Archive for the 'Global Warming' Category

Dangerous Heat Blankets Most of the Eastern USA

Tuesday, August 7th, 2007

Dangerous heat will blanket most of the eastern half of the nation today, while drenching storms develop along the rim of the heat from the central Plains to the Great Lakes.

A large dome of high pressure over the Gulf Coast states is pumping hot air into most areas east of the Rockies. The Severe Weather Center lists the widespread heat-related Warnings and Advisories in effect through much of this week.

 Temperatures today will soar into the mid- to upper 90s across the southern Plains, the Ohio Valley and the Southeast. Some centers top the century mark and challenge record highs.

According to the East Regional News story, 90-degree heat will spread through the mid-Atlantic and parts of southern New England. Increased humidity will create dangerous RealFeel® temperatures near or above 100 degrees along the Interstate 95 corridor as far north as Massachusetts.

(Data items)
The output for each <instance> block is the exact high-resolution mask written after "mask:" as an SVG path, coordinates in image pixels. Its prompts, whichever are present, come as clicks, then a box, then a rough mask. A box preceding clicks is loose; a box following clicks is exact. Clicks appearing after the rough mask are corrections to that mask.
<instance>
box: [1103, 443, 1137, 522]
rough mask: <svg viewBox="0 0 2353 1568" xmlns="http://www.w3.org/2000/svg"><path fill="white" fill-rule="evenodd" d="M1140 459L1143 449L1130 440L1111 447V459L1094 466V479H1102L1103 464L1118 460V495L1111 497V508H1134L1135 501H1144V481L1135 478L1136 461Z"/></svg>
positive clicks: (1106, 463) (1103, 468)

■ Prompt 1 ■
List every region where the heat-wave article says temperatures will soar into the mid- to upper 90s today.
■ Prompt 2 ■
Set down the part of the heat-wave article starting with "Tuesday, August 7th, 2007" and going on through "north as Massachusetts.".

■ Exercise response 1 ■
- Southern Plains
- Ohio Valley
- Southeast

■ Exercise response 2 ■
Tuesday, August 7th, 2007

Dangerous heat will blanket most of the eastern half of the nation today, while drenching storms develop along the rim of the heat from the central Plains to the Great Lakes.

A large dome of high pressure over the Gulf Coast states is pumping hot air into most areas east of the Rockies. The Severe Weather Center lists the widespread heat-related Warnings and Advisories in effect through much of this week.

 Temperatures today will soar into the mid- to upper 90s across the southern Plains, the Ohio Valley and the Southeast. Some centers top the century mark and challenge record highs.

According to the East Regional News story, 90-degree heat will spread through the mid-Atlantic and parts of southern New England. Increased humidity will create dangerous RealFeel® temperatures near or above 100 degrees along the Interstate 95 corridor as far north as Massachusetts.